• _Directions_
Copy every one of the rows below without changing anything.

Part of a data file
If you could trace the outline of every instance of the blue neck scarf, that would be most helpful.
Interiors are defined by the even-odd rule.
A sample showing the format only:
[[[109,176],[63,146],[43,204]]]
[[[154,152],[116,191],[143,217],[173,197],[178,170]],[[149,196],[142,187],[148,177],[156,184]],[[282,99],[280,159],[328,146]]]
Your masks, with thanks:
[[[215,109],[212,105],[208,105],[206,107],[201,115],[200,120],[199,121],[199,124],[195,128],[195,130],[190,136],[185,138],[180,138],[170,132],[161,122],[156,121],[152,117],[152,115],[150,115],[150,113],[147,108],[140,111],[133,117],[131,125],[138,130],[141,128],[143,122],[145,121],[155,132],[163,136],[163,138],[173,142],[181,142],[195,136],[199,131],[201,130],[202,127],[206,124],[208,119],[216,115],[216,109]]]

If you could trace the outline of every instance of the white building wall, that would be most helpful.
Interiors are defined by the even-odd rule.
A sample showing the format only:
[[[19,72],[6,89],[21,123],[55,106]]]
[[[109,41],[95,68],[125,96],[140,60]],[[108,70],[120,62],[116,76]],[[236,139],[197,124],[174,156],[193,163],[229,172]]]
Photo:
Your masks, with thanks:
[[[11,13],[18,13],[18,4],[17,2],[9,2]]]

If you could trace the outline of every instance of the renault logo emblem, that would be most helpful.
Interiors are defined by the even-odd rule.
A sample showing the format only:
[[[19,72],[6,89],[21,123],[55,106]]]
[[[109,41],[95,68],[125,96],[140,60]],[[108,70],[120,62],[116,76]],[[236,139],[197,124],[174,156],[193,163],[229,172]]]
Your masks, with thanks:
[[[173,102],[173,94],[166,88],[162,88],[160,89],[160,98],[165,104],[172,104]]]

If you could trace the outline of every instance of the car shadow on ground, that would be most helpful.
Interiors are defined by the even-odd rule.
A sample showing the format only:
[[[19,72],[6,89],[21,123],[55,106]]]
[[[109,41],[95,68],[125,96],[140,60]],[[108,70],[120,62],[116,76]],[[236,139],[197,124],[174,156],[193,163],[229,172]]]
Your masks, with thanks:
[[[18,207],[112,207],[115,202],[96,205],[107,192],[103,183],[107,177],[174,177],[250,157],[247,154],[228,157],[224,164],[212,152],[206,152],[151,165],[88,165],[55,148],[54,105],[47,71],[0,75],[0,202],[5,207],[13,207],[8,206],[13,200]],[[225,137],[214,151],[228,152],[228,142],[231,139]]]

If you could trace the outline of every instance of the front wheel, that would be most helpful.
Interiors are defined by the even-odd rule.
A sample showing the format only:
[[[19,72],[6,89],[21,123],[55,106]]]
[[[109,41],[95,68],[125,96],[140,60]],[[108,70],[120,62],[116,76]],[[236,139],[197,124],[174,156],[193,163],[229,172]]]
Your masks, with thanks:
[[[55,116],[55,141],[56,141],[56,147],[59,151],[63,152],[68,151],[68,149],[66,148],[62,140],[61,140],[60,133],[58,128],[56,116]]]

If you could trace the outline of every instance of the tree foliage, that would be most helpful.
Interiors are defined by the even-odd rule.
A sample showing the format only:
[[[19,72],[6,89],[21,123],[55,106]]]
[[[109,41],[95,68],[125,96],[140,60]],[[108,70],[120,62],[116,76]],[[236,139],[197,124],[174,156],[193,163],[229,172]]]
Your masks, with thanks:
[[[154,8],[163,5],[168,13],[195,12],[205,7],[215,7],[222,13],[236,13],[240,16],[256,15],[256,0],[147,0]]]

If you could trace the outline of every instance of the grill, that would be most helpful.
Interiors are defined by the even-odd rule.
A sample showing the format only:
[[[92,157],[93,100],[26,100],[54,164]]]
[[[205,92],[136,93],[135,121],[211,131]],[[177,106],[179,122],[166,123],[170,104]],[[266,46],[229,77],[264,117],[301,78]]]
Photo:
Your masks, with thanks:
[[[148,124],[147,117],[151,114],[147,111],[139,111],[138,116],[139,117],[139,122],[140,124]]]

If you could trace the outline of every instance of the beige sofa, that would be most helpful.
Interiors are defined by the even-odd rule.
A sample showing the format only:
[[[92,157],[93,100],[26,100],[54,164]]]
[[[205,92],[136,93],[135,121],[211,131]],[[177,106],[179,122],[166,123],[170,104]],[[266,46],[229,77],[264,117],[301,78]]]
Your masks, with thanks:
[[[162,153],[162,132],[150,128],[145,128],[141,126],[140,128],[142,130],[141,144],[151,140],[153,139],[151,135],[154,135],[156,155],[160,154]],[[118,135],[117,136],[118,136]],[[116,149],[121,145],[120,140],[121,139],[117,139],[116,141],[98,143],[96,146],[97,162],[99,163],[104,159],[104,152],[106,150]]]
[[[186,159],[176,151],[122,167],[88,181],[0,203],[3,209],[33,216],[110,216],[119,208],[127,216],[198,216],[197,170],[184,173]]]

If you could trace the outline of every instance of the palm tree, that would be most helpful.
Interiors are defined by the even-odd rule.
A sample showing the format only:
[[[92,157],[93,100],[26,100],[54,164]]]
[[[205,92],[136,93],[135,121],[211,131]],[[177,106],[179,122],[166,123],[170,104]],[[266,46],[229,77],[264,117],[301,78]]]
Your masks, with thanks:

• _Finished task_
If you could trace the outline of every instance of the blue neck scarf, that would be most helpful.
Interiors are defined by the even-odd rule.
A sample showing the format only:
[[[109,176],[63,146],[43,204]]]
[[[154,152],[116,191],[143,217],[173,197],[178,170]],[[149,196],[142,187],[148,177],[156,184]],[[282,99],[280,159],[328,146]]]
Your masks, with thanks:
[[[215,109],[212,105],[208,105],[206,107],[201,115],[200,120],[199,121],[199,124],[195,128],[195,130],[190,136],[185,138],[180,138],[170,132],[161,122],[156,121],[152,117],[152,115],[150,115],[150,113],[147,108],[140,111],[133,117],[131,125],[138,130],[141,128],[143,122],[145,121],[155,132],[163,136],[163,138],[173,142],[181,142],[195,136],[199,131],[201,130],[202,127],[206,124],[208,119],[216,115],[216,109]]]

If you could trace the outline of every instance of the white building wall, that would be most helpful.
Interiors are defined by the even-odd rule.
A sample showing the format only:
[[[19,72],[6,89],[21,123],[55,106]]]
[[[109,41],[95,68],[125,96],[140,60]],[[108,70],[120,62],[116,76]],[[236,139],[197,124],[174,156],[193,163],[229,172]]]
Photo:
Your masks, with thanks:
[[[11,13],[18,13],[18,4],[17,2],[9,2]]]

If you could trace the outline of every instance of the renault logo emblem, that would be most helpful.
Interiors are defined by the even-odd rule.
A sample showing the format only:
[[[19,72],[6,89],[21,123],[55,106]]]
[[[109,41],[95,68],[125,96],[140,60]],[[108,70],[120,62],[116,76]],[[236,139],[197,124],[174,156],[193,163],[229,172]]]
Your masks, with thanks:
[[[173,102],[173,94],[166,88],[162,88],[160,89],[160,98],[165,104],[172,104]]]

If you could trace the outline of every instance of the car shadow on ground, that would be most helpful.
Interiors are defined by the even-odd rule.
A sample showing the format only:
[[[19,72],[6,89],[21,123],[55,106]]]
[[[109,41],[95,68],[125,96],[140,60]],[[108,70],[120,62],[116,76]],[[236,139],[197,124],[174,156],[193,163],[229,172]]]
Your masks, with thanks:
[[[18,207],[112,207],[115,202],[96,205],[107,192],[103,183],[107,177],[174,177],[250,157],[247,154],[228,157],[224,164],[212,152],[206,152],[151,165],[88,165],[55,148],[54,105],[47,71],[0,75],[0,202],[5,207],[13,207],[8,206],[13,200]],[[225,137],[214,151],[228,152],[228,142],[231,139]]]

If you could trace the outline of every instance of the front wheel, that would be most helpful.
Interiors are defined by the even-odd rule.
A sample showing the format only:
[[[19,72],[6,89],[21,123],[55,106]]]
[[[109,41],[95,68],[125,96],[140,60]],[[108,70],[120,62],[116,76]],[[236,139],[197,124],[174,156],[193,163],[229,172]]]
Your masks, with thanks:
[[[55,116],[55,141],[56,141],[56,147],[59,151],[63,152],[68,151],[68,149],[66,148],[62,140],[61,140],[60,133],[58,128],[56,116]]]

If you could trace the outline of every instance of the tree foliage, that would be most helpful.
Interiors are defined by the even-odd rule.
A sample showing the format only:
[[[19,72],[6,89],[21,123],[55,106]]]
[[[109,41],[95,68],[125,96],[140,60]],[[108,70],[120,62],[116,76]],[[236,139],[197,124],[174,156],[193,163],[229,172]]]
Your masks, with thanks:
[[[154,8],[163,5],[168,13],[195,12],[205,7],[215,7],[222,13],[236,13],[240,16],[256,15],[256,0],[147,0]]]

If you could trace the outline of every instance of the grill, that would be most helpful.
Interiors are defined by the even-odd rule.
A sample showing the format only:
[[[92,157],[93,100],[26,100],[54,164]]]
[[[205,92],[136,93],[135,121],[211,131]],[[177,106],[179,122],[166,123],[170,104]],[[266,46],[229,77],[264,117],[301,78]]]
Photo:
Your masks, with thanks:
[[[148,124],[147,117],[151,114],[147,111],[139,111],[138,116],[139,117],[139,122],[140,124]]]

If you could trace the outline of every instance of the beige sofa, that would be most helpful.
Interiors are defined by the even-odd rule.
A sample showing the format only:
[[[92,157],[93,100],[26,100],[54,164]]]
[[[205,92],[136,93],[135,121],[211,131]],[[177,106],[179,122],[166,123],[170,104]],[[266,46],[229,77],[264,117],[301,78]]]
Your masks, with thanks:
[[[162,153],[162,132],[150,128],[145,128],[141,126],[140,128],[142,130],[141,144],[151,140],[153,139],[151,135],[154,135],[156,155],[160,154]],[[118,135],[117,136],[118,136]],[[116,149],[121,145],[120,140],[121,139],[117,139],[116,141],[98,143],[96,146],[97,162],[99,163],[104,159],[104,152],[106,150]]]
[[[186,159],[176,151],[122,167],[88,181],[0,203],[3,209],[33,216],[110,216],[119,208],[127,216],[198,216],[197,170],[184,173]]]

If you could trace the outline of every instance of the palm tree, that would be most helpful.
Interiors are defined by the even-odd rule.
A sample showing the format only:
[[[92,157],[93,100],[26,100],[54,164]]]
[[[205,92],[136,93],[135,121],[211,131]],[[177,106],[179,122],[166,123],[170,104]],[[266,46],[229,77],[264,117],[301,78]]]
Your masks, with thanks:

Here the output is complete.